Source document:
»»
I also encountered the build problem. My solution is that form building I just 
set GNUSTEP_USER_ROOT to proper
one.

  ----- Original Message -----
  From: Richard Frith-Macdonald <address@hidden>
  To: "S.J.Chun" <address@hidden>
  Cc: address@hidden,Roland Schwingel 
<address@hidden>,address@hidden,thisguyisi 
<address@hidden>
  Sent: Wed, 23 Jul 2003 08:58:30 +0100
  Subject: Re: NSHomeDirectory() problems on windows

  
  On Wednesday, July 23, 2003, at 08:51 AM, S.J.Chun wrote:
  
  > But the problem is that in Windows XP, %HOMEPATH% also contains 
  > spaces, for my case, %HOMEPATH% is
  > \Documents and Settings\NeXT, so %USERPROFILE% or %HOMEDRIVE% 
  > %HOMEPATH% are equal and I
  > think this is valid result(why two should have different value?). I 
  > think we have two kind of choices, one is using
  > operating systems native home directory mechanism or create our own 
  > mechanism which should be platform
  > independent.
  >
  > PS)
  > My opion is using OS's native mechanism. Why GNUstep should not work 
  > on space contained directory or path?
  > Also, I can just create directory or path which contains spaces. So, 
  > supporting is more appropriate choice than
  > giving up.
««
Records provided:
»»
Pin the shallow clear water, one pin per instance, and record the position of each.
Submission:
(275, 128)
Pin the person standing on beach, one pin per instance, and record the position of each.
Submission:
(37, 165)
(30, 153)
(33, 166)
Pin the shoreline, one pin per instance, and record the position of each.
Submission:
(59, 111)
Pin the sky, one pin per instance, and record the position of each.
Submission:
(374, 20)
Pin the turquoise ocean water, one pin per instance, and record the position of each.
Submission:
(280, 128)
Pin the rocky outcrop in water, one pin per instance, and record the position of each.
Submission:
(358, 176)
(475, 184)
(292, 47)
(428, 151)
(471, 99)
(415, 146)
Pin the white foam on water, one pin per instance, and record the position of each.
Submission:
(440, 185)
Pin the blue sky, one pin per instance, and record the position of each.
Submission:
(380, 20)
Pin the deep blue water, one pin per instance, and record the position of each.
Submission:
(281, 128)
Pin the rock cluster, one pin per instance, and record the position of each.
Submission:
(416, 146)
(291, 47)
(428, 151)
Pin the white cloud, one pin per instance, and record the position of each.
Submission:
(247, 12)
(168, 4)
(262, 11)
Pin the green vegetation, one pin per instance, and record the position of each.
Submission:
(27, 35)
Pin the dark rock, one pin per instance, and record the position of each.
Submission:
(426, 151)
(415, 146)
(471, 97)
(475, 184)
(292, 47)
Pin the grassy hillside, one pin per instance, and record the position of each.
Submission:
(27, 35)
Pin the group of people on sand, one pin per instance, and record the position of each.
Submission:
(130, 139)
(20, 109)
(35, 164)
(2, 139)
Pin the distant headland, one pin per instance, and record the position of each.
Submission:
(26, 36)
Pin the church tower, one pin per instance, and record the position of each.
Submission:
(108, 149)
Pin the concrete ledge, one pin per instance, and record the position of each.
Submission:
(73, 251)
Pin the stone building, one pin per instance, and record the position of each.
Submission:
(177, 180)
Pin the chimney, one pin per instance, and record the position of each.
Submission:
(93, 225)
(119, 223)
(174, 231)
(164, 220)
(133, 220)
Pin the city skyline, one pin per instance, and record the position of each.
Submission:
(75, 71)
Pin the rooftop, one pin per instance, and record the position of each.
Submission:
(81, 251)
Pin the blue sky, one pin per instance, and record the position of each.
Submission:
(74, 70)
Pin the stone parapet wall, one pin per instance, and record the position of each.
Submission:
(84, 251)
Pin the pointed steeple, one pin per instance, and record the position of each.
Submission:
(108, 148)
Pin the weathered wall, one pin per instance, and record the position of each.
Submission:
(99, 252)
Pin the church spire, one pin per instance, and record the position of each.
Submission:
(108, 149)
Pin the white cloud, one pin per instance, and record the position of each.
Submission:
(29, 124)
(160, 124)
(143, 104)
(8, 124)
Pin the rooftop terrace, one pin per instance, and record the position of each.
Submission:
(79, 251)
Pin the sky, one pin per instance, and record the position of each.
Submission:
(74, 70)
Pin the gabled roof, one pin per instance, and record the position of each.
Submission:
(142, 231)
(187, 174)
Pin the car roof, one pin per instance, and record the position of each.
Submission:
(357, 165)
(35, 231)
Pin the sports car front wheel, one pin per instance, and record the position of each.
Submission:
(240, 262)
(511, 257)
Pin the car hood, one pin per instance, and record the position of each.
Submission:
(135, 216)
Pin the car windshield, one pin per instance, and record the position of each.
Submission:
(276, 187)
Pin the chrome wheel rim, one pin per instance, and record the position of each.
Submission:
««
Challenge: In the email about NSHomeDirectory() problems on Windows, what value does S.J.Chun report for %HOMEPATH% on Windows XP?

Solution to this task: \Documents and Settings\NeXT